- _EXERCISE TASK_
Below are the records. Restate word for word every line from the one that contains "Note to the class: point out the fence" through the final line, both included.
'''
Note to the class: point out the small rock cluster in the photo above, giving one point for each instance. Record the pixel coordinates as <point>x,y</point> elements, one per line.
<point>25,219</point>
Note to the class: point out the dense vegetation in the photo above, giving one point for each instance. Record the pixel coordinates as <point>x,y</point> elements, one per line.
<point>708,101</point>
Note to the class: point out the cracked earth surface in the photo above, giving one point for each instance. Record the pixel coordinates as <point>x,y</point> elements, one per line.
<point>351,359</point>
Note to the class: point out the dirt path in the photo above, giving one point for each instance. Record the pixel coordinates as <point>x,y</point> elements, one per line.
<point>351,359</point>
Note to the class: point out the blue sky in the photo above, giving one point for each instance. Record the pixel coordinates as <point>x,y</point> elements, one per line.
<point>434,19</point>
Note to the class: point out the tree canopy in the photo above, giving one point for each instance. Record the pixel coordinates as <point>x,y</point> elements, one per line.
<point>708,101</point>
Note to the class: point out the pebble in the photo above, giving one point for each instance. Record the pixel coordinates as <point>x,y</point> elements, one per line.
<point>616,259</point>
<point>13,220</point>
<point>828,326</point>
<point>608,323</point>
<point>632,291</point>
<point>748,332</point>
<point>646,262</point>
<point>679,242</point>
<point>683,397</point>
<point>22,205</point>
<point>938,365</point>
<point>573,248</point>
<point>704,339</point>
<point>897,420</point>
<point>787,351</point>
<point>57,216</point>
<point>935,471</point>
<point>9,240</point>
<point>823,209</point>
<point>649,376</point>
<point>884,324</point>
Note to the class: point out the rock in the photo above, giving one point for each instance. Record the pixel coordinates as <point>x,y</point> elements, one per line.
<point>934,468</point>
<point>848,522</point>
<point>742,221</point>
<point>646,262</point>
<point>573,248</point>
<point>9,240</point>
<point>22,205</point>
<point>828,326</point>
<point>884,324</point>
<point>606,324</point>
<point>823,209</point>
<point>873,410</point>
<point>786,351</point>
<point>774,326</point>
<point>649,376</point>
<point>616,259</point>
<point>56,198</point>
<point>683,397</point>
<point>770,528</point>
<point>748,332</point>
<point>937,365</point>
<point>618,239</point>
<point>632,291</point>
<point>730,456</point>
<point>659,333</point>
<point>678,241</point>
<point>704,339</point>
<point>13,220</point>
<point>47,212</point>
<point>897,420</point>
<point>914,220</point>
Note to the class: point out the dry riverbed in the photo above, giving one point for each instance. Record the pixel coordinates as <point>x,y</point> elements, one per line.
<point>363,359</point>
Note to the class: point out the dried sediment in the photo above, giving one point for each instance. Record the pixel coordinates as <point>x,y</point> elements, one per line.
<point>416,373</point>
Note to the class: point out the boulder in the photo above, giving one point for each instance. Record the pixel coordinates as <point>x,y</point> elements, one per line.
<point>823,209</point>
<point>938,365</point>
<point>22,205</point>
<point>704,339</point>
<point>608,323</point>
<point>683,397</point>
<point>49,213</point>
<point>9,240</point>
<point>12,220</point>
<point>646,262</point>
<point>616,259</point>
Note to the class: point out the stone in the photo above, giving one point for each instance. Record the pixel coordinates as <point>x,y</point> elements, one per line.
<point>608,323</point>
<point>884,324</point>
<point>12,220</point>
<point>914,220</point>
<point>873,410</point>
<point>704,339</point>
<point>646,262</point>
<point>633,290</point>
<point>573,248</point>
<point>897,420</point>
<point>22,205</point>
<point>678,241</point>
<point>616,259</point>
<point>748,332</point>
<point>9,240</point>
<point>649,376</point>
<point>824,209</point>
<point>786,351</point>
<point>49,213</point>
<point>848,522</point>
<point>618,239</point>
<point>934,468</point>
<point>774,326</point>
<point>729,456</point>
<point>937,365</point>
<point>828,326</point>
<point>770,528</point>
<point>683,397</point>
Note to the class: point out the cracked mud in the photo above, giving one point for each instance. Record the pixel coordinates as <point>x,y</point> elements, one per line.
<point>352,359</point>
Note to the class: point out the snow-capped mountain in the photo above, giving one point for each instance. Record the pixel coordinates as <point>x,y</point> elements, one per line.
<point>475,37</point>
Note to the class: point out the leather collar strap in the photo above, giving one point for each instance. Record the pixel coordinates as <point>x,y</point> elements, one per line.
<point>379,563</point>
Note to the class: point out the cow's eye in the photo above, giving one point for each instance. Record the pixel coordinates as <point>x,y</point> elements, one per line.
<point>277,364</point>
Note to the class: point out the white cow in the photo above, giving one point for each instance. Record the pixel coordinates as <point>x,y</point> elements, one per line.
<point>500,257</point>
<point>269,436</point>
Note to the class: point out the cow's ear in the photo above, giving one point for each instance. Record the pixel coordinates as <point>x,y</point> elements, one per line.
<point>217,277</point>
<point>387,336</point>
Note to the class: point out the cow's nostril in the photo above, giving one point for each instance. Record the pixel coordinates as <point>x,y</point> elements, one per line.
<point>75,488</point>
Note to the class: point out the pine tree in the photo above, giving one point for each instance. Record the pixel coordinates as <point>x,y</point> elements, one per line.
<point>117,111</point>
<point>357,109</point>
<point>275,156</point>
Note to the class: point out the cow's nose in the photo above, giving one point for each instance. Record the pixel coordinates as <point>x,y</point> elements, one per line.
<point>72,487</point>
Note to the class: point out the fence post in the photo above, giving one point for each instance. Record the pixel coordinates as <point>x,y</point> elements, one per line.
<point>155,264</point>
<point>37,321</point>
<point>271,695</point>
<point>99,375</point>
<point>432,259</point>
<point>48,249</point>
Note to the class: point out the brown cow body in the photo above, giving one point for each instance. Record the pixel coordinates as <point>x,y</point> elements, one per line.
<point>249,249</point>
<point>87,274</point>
'''
- _ANSWER TO THIS PROBLEM_
Note to the class: point out the fence post in the photo above, giving one point for each instance. Record the pixel coordinates as <point>x,y</point> elements, one per line.
<point>155,264</point>
<point>37,321</point>
<point>271,695</point>
<point>99,375</point>
<point>432,259</point>
<point>48,249</point>
Note to the class: point out the brown cow body in the photo above, giving one point for each instance. Record the pixel coordinates as <point>x,y</point> elements, one per line.
<point>249,249</point>
<point>87,274</point>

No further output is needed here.